(Records to use):
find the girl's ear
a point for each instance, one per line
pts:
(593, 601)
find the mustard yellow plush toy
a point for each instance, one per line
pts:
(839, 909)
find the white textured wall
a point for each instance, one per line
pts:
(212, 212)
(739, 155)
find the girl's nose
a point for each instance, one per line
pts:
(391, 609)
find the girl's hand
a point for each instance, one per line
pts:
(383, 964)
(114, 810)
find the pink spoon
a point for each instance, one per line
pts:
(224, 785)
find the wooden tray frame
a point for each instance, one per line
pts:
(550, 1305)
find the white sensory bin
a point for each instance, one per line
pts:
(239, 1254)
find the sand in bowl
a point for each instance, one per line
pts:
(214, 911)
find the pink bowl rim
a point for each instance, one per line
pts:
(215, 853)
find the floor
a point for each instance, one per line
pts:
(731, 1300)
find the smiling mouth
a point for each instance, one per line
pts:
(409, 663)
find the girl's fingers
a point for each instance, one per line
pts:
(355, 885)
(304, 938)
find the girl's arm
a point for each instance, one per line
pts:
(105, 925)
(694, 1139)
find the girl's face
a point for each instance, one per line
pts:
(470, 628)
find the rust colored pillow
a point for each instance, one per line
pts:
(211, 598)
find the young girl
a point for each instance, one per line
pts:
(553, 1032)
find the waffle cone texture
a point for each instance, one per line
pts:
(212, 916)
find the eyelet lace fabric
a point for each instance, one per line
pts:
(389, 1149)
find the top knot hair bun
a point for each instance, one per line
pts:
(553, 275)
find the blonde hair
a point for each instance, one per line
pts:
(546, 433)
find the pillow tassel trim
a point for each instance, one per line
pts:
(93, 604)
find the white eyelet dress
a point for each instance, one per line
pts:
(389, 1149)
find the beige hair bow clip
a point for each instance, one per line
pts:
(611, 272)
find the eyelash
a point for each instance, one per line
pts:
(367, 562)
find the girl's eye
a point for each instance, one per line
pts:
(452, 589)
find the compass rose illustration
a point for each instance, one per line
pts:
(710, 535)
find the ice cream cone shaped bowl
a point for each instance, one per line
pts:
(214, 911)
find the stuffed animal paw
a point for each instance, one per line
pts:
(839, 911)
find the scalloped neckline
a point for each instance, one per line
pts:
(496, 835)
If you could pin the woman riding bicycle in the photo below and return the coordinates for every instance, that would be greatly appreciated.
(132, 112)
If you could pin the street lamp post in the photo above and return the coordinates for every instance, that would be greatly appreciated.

(The task): Retype the entries shown above. Keep every word exactly as it is.

(Task response):
find the girl's ear
a point for each instance, one per line
pts:
(593, 601)
find the mustard yellow plush toy
a point for each instance, one per line
pts:
(839, 909)
find the white textured wall
a point for each instance, one per line
pts:
(212, 212)
(739, 155)
find the girl's nose
a point for each instance, one per line
pts:
(391, 609)
find the girl's hand
a point for each instance, one per line
pts:
(383, 964)
(114, 810)
find the pink spoon
a point for each instance, one per line
pts:
(224, 785)
find the wooden tray frame
a point for each instance, one per line
pts:
(550, 1305)
find the white sensory bin
a point for each instance, one per line
pts:
(239, 1254)
find the sand in bowl
a point for each instance, one per line
pts:
(214, 911)
find the pink bowl rim
a point for each instance, one per line
pts:
(215, 853)
find the floor
a point for each instance, one per line
pts:
(731, 1300)
find the smiling mouth
a point for each instance, one per line
pts:
(409, 663)
find the girl's fingers
a point for each instance, one per line
pts:
(355, 885)
(304, 938)
find the girl's arm
a point for each instance, one per line
pts:
(105, 925)
(694, 1139)
find the girl's face
a point for each instance, one per line
pts:
(470, 628)
find the rust colored pillow
a point for each instance, one per line
pts:
(211, 598)
find the young girl
a point for each instance, one per line
pts:
(553, 1032)
find the waffle cone texture
a point for each instance, one per line
pts:
(212, 916)
find the eyelet lace fabric
a point for each instance, one per line
pts:
(389, 1149)
find the top knot hair bun
a point for each instance, one per line
pts:
(553, 275)
find the blonde hair
a point for each instance, one per line
pts:
(546, 433)
find the pillow tassel trim
a point for each instance, one per line
pts:
(93, 604)
find the white eyelet dress
a point for each instance, one per line
pts:
(389, 1149)
find the beige hair bow clip
a point for each instance, one per line
pts:
(611, 272)
find the eyelash
a point for each instance, one per line
pts:
(367, 562)
find the girl's eye
a point for each instance, one per line
pts:
(452, 589)
find the compass rose illustration
a point for each instance, one per line
pts:
(710, 535)
find the ice cream cone shaped bowl
a point for each instance, one per line
pts:
(214, 911)
find the stuffed animal paw
a point for each instance, one per line
pts:
(839, 911)
find the scalloped neckline
a point for each instance, one per line
pts:
(496, 835)
If you could pin the woman riding bicycle in the photo below and return the coordinates for every instance, that would be greatly appreciated.
(132, 112)
If you could pin the street lamp post in the photo above and return the coordinates for every instance, that would be greatly appreciated.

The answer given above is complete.